* _WORK INSTRUCTIONS_:
(1) From the article about the Georgia Guidestones, list the granite-named things that the text says the town of Elberton has.
(2) In the article about the Georgia Guidestones, rewrite the part that opens with the words containing "Put Town on" and closes with "the Granite Bowl.", swapping "Guidestones" for "Stones" throughout.
(3) According to the article about the Georgia Guidestones, in how many languages are the inscriptions written?

In a placid field off Highway 77 stand six giant slabs of granite, at once mysterious and imposing, marked by engraved messages.
Erected in 1980 with stone from a local quarry and paid for by a stranger known only by the pseudonym Robert C. Christian, the structure draws visitors from around the world who gaze and read aloud from the inscriptions written in eight languages, dealing with improvement of the human condition.
Like Stonehenge in Britian, the mass of stone inspires awe and speculation. Why was it built? And who is Christian, really?
Put Town on Map
Some people describe the assembly, called the Georgia Guidestones, as a force for good, while others believe it is a tool for the devil’s work. Amid this debate, there is one certainty: The Guidestones, a monument of granite, also are a monument to granite. And they are putting Elberton on the map.
According to the Interior Department’s Bureau of Mines, Georgia produces 166,000 tons of granite a year, about twice as much as Vermont, its nearest U.S. competitor. Elberton, Georgia’s leading producer, modestly proclaims itself to be the Granite Capital of the World.
The town of 7,200 has 40 granite quarries, a granite museum, the requisite granite memorial to the Confederacy, a Granite City Bank, and a 20,000-seat football stadium called the Granite Bowl.

* _RECORDED DATA_:
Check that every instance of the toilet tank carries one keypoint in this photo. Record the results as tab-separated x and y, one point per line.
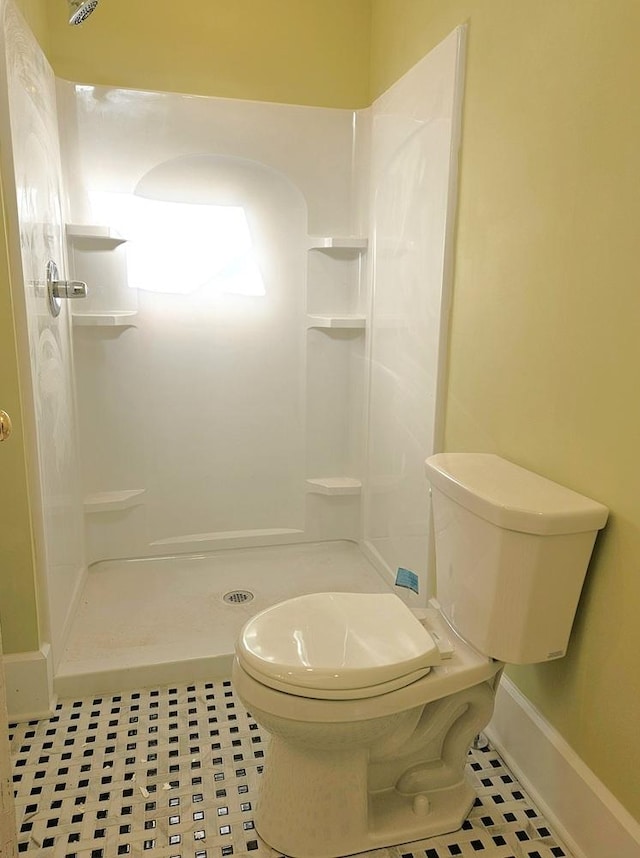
512	549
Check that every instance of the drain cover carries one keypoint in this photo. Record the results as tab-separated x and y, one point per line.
237	597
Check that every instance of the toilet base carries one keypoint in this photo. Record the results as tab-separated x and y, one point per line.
302	817
330	802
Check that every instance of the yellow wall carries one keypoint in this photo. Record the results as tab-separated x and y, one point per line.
545	343
295	51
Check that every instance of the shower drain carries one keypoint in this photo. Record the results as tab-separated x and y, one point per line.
237	597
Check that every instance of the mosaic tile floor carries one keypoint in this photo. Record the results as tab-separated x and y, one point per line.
172	773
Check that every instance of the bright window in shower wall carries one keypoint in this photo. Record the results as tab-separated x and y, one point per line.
181	248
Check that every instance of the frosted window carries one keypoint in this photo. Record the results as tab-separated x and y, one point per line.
183	247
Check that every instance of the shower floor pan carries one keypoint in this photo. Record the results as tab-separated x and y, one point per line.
164	620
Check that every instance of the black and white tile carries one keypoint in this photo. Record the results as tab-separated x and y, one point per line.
173	772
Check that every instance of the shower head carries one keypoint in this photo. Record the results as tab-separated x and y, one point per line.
80	9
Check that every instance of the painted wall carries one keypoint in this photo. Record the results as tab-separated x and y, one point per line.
544	342
294	51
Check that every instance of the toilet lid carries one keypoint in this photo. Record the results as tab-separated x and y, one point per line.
336	641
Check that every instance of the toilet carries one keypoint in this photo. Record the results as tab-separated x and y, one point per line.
371	707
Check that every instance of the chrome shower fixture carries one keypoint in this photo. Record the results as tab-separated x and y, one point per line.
80	9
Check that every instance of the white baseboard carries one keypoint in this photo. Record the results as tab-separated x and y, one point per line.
584	813
29	683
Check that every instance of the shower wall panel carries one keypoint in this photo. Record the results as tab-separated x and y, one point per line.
202	399
34	198
414	141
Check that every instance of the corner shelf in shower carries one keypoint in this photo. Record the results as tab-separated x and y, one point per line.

* _RESPONSES FOR EACH TASK_:
(1)
40 granite quarries
a granite museum
a granite memorial to the Confederacy
a Granite City Bank
a 20,000-seat football stadium called the Granite Bowl

(2)
Put Town on Map
Some people describe the assembly, called the Georgia Stones, as a force for good, while others believe it is a tool for the devil’s work. Amid this debate, there is one certainty: The Stones, a monument of granite, also are a monument to granite. And they are putting Elberton on the map.
According to the Interior Department’s Bureau of Mines, Georgia produces 166,000 tons of granite a year, about twice as much as Vermont, its nearest U.S. competitor. Elberton, Georgia’s leading producer, modestly proclaims itself to be the Granite Capital of the World.
The town of 7,200 has 40 granite quarries, a granite museum, the requisite granite memorial to the Confederacy, a Granite City Bank, and a 20,000-seat football stadium called the Granite Bowl.

(3) Eight languages.